## Work required
Could you repeat the records beginning at the line that has "Find the ceiling fan" and stopping after the last line of the records, both ends included, with the requests kept as they are and every coordinate in the answers scaled by 1.45 and rounded to the nearest whole number, halves rounded up?

## Supplied entries
————

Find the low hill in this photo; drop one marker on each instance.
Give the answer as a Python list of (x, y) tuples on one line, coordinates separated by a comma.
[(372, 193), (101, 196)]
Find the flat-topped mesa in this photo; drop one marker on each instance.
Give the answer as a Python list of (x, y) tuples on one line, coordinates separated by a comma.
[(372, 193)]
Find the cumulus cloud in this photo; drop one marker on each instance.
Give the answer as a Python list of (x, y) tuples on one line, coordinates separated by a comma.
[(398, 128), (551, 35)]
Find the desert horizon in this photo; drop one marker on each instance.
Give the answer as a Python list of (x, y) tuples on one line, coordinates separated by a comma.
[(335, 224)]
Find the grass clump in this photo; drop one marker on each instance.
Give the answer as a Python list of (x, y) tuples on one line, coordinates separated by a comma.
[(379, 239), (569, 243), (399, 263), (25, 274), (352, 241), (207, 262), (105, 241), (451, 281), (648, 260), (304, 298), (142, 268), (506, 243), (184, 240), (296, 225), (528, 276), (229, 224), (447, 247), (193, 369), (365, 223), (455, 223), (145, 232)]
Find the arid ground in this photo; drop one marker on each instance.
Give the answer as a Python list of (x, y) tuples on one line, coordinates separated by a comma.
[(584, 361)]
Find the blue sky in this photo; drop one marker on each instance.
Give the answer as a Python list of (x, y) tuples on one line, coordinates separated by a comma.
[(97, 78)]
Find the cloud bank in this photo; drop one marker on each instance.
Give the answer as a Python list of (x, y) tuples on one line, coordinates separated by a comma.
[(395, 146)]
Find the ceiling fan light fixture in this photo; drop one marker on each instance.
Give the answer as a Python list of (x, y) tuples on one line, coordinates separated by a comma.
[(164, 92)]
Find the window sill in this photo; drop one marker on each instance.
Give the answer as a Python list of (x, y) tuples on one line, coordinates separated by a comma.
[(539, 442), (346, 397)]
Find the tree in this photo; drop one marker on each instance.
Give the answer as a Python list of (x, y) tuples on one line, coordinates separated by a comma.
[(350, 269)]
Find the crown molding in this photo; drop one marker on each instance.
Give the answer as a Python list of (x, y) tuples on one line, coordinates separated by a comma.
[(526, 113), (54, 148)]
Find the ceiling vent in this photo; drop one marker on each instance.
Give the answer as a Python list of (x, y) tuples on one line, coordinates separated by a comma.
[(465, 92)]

————

## Written response
Find the ceiling fan light fixture in this photo; drop one marker on each instance.
Give the answer as a Python list of (x, y) tuples on one line, coordinates separated by a comma.
[(238, 133)]
Find the window sill in this photo; drop one marker on each instance.
Give the answer as a Python list of (x, y) tuples on one line, coordinates separated by a comma.
[(782, 641), (502, 576)]
Find the tree in this photo; drop one marker on each instance.
Give the answer as a Python list of (x, y) tuples on one line, coordinates separated by a comma.
[(508, 390)]
Find the crown molding in this photo; drop one marker on each instance.
Give the answer as a Python list of (x, y) tuples on one line, coordinates separated by a comma.
[(763, 164), (78, 215)]
Find the ceiling vent in this photo; drop one marker on each instance.
Give the answer as a Python list of (x, y) tuples on one line, coordinates separated by a comma.
[(674, 133)]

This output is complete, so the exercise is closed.